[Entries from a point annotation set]
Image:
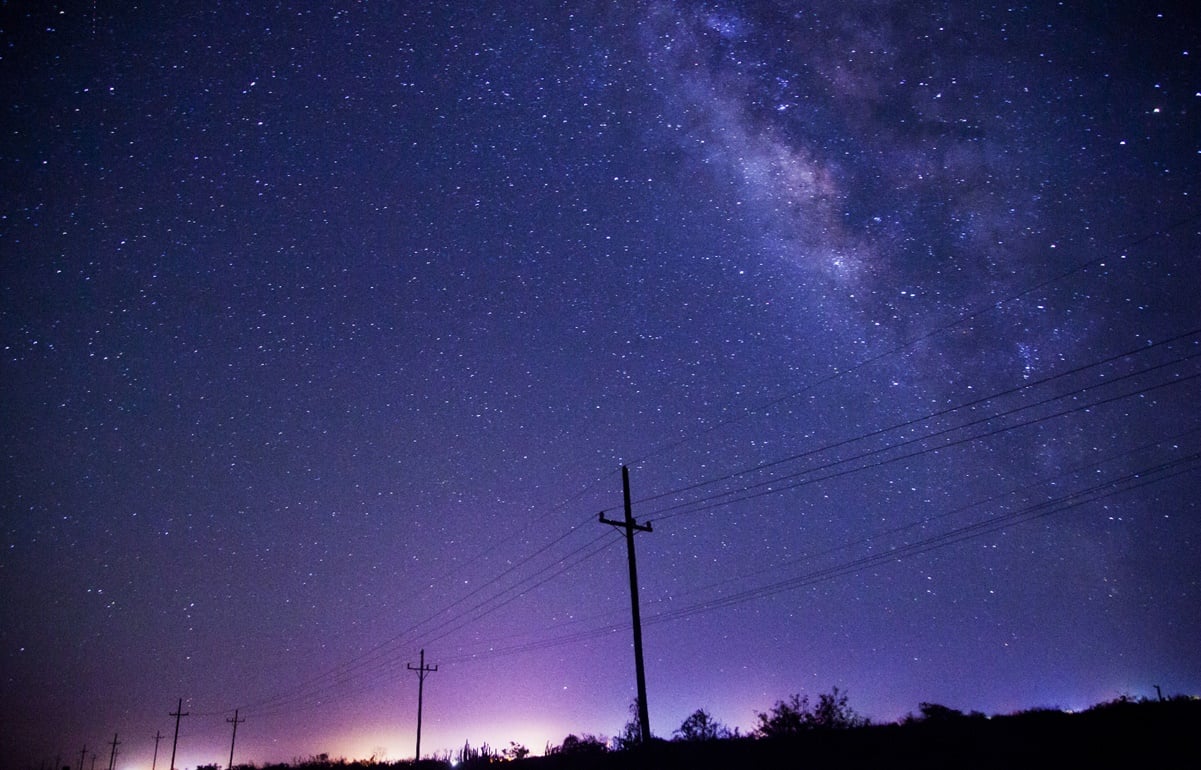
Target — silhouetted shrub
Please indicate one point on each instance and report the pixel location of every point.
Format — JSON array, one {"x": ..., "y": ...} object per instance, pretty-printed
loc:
[
  {"x": 700, "y": 726},
  {"x": 795, "y": 716}
]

▶ [Task]:
Rewrite all the entries above with "pixel location" changed to "pixel coordinates" and everything else kept the same. Leave out the pictures.

▶ [Correct output]:
Image:
Target — silhouetted shrub
Please indicate one point on each instance and report the pixel coordinates of every point.
Format — JSON array, one {"x": ..., "y": ...} object per instance, pretty-printed
loc:
[
  {"x": 700, "y": 726},
  {"x": 795, "y": 716}
]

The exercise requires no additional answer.